** Extracted entries follows **

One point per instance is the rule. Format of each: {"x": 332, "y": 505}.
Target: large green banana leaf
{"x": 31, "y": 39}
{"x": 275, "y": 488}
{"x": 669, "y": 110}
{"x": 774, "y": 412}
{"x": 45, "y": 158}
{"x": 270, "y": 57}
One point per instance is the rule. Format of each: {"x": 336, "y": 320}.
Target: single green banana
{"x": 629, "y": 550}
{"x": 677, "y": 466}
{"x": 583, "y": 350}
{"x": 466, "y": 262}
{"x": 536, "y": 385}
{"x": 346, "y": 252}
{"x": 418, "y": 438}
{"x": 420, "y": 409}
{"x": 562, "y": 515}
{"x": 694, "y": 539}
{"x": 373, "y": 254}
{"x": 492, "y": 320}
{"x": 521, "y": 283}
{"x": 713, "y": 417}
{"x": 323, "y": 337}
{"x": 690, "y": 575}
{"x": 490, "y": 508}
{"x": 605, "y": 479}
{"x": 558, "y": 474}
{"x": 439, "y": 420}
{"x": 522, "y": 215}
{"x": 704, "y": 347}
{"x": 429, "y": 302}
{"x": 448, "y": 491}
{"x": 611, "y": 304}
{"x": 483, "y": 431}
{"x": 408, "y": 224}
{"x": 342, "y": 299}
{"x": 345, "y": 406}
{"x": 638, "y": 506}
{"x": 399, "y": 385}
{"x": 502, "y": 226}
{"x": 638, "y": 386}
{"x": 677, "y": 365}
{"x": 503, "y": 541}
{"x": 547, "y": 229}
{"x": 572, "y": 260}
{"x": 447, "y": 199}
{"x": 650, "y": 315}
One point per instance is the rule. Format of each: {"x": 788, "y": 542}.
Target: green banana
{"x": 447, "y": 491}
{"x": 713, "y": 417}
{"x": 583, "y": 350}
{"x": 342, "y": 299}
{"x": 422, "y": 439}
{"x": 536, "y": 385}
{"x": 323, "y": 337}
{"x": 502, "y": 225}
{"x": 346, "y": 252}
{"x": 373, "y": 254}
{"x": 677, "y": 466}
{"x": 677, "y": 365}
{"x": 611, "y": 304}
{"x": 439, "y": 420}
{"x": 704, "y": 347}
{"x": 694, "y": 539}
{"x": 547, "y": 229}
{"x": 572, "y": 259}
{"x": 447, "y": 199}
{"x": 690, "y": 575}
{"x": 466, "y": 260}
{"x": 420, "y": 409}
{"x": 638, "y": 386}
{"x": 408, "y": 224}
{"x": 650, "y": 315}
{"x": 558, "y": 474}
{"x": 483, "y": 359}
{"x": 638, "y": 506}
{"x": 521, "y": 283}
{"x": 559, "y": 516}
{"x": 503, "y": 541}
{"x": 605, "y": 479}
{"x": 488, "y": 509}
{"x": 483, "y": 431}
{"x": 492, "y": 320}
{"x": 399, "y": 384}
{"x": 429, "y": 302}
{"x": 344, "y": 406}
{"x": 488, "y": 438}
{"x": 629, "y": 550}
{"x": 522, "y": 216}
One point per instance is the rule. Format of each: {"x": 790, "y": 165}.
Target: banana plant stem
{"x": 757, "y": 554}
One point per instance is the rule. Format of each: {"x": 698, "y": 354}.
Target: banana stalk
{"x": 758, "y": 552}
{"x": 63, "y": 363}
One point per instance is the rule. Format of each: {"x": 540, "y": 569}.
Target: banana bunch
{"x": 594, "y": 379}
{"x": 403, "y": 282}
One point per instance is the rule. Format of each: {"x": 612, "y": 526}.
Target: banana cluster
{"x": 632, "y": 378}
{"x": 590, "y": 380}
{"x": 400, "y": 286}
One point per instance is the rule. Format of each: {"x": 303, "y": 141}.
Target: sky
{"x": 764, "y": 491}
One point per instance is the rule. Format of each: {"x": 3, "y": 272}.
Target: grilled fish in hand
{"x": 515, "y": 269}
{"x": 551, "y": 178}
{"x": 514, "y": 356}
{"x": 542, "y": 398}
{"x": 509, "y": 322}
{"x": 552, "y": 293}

** End of Extracted entries **

Go through the records and report each line that contains "rule".

# [Result]
One point per instance is the rule. Format of each: {"x": 332, "y": 505}.
One point per instance is the rule. Format of each: {"x": 336, "y": 320}.
One point per instance is the rule. Format of each: {"x": 788, "y": 542}.
One point per instance is the rule. Format of each: {"x": 790, "y": 165}.
One point per instance is the rule. Format of each: {"x": 698, "y": 354}.
One point per instance is the rule. Format of each: {"x": 540, "y": 569}.
One point per instance is the rule. Format of each: {"x": 612, "y": 526}.
One point per instance is the rule. Format of each: {"x": 303, "y": 141}.
One point per instance is the rule. Format of each: {"x": 3, "y": 272}.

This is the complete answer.